**課題 1:** 以下の怪談についての本文に続く行から、単語「light」を含む行をすべて書き出してください。大文字と小文字は区別します。

**ページ本文:**
☆ ☆ ☆ ☆

これからも新たな怪談は生まれ続ける
やがて闇のなかに、彼女のヘッドライトが見えた。森のなかには、私と彼女しかない。そこで、ふと不安がよぎった。本当に、彼女は彼女なのか。彼女が違うなにかに入れ替わってしまったんじゃないか……なんて想像してゾッとしました。
――確かに、それは怖いです。
結果として言えば、幽霊の正体見たり枯れ尾花なんですけどね。でも、そこが怪談の面白いところ。昔の怪談話って幽霊が出るのは月夜の晩と決まっていた。月明かりで人影に見えた柳やすすき、あるいは「カッカッカッコ」っていう下駄の音、「チャポーン」って鯉が堀で跳ねる音……。
下駄の音が聞こえたら、女がくるはずなのに、もしも女が来なかったら……それはなんの音だったのか。人間にとって、納得できないって、恐怖ですよ。そうした想像力が怪談を生んだんでしょうね。
昔は、東京・赤坂にもずんべらぼう(のっぺらぼう)が出た。月夜の晩に、紀伊国坂でしゃがみ込む若い女に、男が「お姉さん、大丈夫かい」って声をかける。女が顔をあげると目も鼻も口もないずんべらぼうだった。
驚いて弁慶橋まで逃げて行った男が、やっと見つけたそば屋の屋台に逃げ込むと、主人ものっぺらぼうだった――そんな有名な話も残ってますよね。

☆ ☆ ☆ ☆

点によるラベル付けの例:

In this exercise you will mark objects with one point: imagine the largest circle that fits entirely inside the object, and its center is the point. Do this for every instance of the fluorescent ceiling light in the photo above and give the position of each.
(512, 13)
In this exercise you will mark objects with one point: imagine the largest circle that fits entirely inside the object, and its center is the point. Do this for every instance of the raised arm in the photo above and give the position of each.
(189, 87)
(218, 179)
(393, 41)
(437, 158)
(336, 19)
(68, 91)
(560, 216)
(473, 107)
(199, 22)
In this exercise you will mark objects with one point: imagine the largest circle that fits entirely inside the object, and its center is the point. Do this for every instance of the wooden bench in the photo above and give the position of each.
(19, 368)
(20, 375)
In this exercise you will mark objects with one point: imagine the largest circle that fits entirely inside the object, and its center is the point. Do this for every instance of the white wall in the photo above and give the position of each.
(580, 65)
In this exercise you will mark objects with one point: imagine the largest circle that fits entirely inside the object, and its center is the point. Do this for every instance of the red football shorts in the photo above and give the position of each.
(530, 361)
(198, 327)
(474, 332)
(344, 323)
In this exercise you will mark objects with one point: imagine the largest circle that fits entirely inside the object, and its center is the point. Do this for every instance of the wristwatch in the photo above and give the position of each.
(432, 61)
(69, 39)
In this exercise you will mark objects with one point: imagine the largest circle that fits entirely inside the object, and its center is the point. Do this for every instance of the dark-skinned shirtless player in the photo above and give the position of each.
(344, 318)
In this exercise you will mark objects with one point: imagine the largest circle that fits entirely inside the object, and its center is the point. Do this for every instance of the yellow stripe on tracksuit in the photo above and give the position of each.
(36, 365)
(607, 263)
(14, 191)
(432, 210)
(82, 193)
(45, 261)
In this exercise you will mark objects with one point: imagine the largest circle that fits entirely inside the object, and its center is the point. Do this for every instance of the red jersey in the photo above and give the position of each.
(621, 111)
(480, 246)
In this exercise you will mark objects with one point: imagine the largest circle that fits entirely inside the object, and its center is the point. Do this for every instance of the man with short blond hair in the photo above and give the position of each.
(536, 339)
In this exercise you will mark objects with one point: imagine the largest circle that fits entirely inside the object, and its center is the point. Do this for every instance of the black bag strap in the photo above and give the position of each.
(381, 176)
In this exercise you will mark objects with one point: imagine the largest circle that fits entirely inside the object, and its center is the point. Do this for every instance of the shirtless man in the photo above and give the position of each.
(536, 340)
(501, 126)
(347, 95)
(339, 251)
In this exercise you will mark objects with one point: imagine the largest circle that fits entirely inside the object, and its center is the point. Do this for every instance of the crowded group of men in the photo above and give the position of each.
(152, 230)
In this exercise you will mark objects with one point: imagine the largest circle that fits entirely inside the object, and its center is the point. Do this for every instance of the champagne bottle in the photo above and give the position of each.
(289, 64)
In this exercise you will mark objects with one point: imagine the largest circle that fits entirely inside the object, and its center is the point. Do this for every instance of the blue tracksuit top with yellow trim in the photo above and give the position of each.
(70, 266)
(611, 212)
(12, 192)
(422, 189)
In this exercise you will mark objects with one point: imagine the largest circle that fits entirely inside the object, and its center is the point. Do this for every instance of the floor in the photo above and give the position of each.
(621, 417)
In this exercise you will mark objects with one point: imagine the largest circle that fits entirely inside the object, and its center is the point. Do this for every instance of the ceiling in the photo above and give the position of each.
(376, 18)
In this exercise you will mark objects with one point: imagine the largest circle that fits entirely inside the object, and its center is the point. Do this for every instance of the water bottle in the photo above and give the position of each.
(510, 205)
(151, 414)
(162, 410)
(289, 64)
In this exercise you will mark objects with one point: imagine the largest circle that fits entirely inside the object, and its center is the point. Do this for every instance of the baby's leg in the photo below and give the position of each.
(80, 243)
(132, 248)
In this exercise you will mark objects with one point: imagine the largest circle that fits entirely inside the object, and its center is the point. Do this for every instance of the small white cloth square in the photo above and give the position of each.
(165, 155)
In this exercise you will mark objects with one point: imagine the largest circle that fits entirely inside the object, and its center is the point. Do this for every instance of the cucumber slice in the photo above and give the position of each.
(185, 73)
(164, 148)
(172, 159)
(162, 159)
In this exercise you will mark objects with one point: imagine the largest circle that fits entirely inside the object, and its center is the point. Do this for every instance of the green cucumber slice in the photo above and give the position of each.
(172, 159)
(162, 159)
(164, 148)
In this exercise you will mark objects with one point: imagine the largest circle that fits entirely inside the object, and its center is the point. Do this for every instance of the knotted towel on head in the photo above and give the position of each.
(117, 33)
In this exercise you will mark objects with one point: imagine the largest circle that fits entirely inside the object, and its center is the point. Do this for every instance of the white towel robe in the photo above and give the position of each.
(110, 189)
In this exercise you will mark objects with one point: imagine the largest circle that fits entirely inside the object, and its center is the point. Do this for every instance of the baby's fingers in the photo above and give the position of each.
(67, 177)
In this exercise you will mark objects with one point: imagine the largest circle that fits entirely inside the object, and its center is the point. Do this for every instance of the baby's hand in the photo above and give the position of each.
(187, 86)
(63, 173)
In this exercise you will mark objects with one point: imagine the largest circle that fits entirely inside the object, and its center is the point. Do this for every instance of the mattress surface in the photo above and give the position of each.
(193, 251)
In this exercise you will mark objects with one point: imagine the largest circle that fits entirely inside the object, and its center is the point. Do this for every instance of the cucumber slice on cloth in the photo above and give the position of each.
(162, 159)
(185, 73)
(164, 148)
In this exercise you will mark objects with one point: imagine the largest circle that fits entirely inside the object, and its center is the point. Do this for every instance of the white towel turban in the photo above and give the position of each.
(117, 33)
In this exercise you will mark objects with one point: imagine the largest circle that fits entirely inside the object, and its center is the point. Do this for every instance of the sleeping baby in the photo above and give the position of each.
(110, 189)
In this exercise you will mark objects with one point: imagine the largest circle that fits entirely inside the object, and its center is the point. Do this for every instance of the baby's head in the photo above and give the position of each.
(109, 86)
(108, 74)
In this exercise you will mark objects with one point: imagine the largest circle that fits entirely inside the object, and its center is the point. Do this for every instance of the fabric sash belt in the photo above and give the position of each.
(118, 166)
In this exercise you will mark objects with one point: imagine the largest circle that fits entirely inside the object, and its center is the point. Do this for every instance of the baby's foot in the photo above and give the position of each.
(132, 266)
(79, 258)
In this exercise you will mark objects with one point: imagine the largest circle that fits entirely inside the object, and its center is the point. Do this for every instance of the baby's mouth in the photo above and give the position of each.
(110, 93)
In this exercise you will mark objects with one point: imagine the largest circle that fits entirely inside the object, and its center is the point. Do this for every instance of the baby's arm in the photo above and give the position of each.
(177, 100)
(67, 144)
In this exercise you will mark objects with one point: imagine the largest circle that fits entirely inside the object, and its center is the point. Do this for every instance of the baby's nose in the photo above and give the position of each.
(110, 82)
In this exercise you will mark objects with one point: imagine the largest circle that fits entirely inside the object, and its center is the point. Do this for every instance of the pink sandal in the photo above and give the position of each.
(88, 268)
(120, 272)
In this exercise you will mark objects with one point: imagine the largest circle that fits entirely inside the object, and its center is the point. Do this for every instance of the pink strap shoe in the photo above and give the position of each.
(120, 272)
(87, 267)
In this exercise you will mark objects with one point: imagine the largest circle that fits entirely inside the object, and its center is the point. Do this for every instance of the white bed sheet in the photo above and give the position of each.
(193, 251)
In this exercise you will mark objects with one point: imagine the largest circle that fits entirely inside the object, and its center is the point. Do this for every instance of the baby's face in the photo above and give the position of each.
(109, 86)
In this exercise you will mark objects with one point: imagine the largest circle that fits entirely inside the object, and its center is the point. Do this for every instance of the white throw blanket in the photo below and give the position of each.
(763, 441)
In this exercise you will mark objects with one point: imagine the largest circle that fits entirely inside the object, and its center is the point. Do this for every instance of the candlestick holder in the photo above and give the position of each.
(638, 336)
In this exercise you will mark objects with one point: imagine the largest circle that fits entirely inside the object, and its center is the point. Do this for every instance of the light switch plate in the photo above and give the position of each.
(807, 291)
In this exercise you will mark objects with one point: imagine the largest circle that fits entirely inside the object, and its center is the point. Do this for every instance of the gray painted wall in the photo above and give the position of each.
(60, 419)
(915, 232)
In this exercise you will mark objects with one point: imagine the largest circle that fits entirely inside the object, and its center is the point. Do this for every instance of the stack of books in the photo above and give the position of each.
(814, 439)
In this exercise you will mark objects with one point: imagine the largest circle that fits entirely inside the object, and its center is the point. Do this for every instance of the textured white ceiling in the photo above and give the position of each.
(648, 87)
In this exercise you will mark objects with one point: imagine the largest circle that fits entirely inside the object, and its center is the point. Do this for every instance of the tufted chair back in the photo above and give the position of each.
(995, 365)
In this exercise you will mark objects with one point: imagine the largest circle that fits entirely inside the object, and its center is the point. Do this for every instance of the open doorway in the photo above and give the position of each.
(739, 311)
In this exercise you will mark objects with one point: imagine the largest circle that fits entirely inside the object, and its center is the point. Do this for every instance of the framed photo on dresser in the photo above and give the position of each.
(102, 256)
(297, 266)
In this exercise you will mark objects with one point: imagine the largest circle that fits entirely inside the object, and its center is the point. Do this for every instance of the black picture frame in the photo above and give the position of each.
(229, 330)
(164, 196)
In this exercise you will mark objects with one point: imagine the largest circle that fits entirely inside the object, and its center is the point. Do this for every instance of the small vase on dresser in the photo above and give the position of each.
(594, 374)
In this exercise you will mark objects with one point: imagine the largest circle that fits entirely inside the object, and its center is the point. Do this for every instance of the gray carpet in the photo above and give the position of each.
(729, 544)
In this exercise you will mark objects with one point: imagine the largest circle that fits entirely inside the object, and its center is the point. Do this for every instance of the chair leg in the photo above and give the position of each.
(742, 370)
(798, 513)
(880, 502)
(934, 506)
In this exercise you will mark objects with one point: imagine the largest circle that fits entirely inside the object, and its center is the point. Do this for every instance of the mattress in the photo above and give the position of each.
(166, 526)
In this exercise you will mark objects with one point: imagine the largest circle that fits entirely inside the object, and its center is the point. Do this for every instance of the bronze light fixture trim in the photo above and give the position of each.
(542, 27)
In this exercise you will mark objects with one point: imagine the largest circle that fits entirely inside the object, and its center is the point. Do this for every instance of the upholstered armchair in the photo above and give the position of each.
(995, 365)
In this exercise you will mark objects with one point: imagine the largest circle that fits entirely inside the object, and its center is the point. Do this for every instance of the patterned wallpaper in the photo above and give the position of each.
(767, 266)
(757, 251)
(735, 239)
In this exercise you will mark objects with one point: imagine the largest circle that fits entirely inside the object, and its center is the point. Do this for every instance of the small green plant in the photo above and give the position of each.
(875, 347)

☆ ☆ ☆ ☆

**課題 2:** 上の怪談についての本文を、最後の文の後から引き継いで書き進めてください。

**解答 1:**
In this exercise you will mark objects with one point: imagine the largest circle that fits entirely inside the object, and its center is the point. Do this for every instance of the fluorescent ceiling light in the photo above and give the position of each.
In this exercise you will mark objects with one point: imagine the largest circle that fits entirely inside the object, and its center is the point. Do this for every instance of the light switch plate in the photo above and give the position of each.
In this exercise you will mark objects with one point: imagine the largest circle that fits entirely inside the object, and its center is the point. Do this for every instance of the bronze light fixture trim in the photo above and give the position of each.

**解答 2:**
――いまは赤坂の夜も明るいから、のっぺらぼうも出てこないのかもしれませんね。
そうだね。クルマも走っているし、妖怪や幽霊も出てきにくいのかもしれない。私は、いつも怪談は考古学に似ていると話しているんですよ。
ある土地に幽霊が出るという話があったとします。私に話してくれた人は誰かに聞いたと言う。誰が最初に幽霊に出会ったか調べると、ある事件が代々語り継がれ、土地に広まっていったと分かることがある。
幽霊を見た人、土地の歴史、怪異の発端となった事件、時代や社会の変化……様々な情報を集めて、幽霊があらわれる背景を推理し、因果を想像していく。そうやって私の怪談ができあがっていく。
時代や社会がどんなに変わっても、人間にとって未知のもの、理解できない不思議な現象は、きっとなくならないでしょう。だから想像力がある限り、これからも新たな怪談は生まれるはずですよ。
――〝怪談ナイト〟がはじまった30年前と今では、日本も大きく変わりました。稲川さんご自身にも変化はありますか。
そりゃ変わったでしょう。あんなにもたくさんあった公衆電話ボックスがなくなった。パソコンやインターネットが普及し、いまやみんなスマホ。街のつくり自体もそこで暮らす人の生活も違う。
私自身はあんまり変わっていない気がするんだけど、周りが変化している……いえ、私も年をとった。当時40代の若造が、いまや75ですからね。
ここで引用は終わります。